[Pointing and labeling rows]
++++++++++++++++++++

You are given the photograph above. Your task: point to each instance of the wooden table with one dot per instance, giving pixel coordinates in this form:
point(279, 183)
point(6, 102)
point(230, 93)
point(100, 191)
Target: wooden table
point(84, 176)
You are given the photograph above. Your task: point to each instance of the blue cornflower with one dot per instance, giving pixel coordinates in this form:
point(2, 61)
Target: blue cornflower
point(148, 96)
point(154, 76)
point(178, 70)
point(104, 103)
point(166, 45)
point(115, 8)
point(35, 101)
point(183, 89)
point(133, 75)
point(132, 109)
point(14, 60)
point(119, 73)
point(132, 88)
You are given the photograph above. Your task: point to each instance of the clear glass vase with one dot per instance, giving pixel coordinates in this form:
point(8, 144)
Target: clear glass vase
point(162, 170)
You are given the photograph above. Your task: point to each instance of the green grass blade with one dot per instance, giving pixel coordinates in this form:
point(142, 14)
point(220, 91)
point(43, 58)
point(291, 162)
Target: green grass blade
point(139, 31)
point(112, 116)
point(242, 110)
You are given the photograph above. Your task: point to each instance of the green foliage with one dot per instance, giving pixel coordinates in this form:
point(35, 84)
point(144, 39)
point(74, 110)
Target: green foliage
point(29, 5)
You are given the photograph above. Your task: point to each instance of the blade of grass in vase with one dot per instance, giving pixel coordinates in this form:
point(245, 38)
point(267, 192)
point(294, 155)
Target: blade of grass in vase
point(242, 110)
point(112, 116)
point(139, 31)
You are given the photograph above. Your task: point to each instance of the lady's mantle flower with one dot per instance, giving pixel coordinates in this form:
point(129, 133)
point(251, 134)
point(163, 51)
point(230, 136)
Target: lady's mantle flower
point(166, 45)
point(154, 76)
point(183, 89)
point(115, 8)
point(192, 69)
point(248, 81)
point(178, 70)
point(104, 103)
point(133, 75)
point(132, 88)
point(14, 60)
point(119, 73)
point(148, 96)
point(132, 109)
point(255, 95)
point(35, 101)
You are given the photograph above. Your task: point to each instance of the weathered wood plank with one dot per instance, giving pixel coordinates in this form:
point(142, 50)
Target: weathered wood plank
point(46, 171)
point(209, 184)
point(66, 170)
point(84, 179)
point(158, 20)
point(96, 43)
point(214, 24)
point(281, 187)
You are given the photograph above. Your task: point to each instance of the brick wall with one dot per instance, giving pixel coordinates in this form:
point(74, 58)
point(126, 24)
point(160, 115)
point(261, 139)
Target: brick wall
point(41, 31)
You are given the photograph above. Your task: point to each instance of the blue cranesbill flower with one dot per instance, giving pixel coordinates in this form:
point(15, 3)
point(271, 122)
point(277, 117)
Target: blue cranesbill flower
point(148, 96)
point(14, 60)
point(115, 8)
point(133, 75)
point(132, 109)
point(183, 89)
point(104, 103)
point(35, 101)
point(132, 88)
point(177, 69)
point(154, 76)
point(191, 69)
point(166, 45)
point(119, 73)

++++++++++++++++++++

WHAT TO WORK ON =
Copy out the rows from the line containing "of the weathered" through the end of the rows, keeping every line, requests included, and add 109 to each coordinate in the answer points only. Leave the sample points in the requests unchanged.

OUTPUT OF THE TASK =
You are given the photograph above. Your task: point to each instance of the weathered wood plank with one dot per instance, giving pixel coordinates in this form:
point(142, 50)
Target: weathered wood plank
point(155, 280)
point(318, 293)
point(175, 279)
point(193, 288)
point(267, 129)
point(205, 152)
point(323, 133)
point(390, 296)
You are given the photograph above. Your task: point to each instance of the brick wall with one dot per instance, giving pixel coordinates in this form:
point(74, 58)
point(126, 24)
point(160, 115)
point(261, 139)
Target: brick wall
point(150, 140)
You are given the photograph above. Your task: point to each instance of the blue cranesbill flower with one dot per instance, giving pixel coordinates in this form:
point(15, 3)
point(271, 122)
point(277, 117)
Target: blue cranesbill flower
point(257, 205)
point(123, 169)
point(224, 117)
point(242, 184)
point(241, 218)
point(292, 198)
point(213, 212)
point(144, 210)
point(241, 197)
point(286, 178)
point(263, 185)
point(300, 178)
point(275, 154)
point(228, 182)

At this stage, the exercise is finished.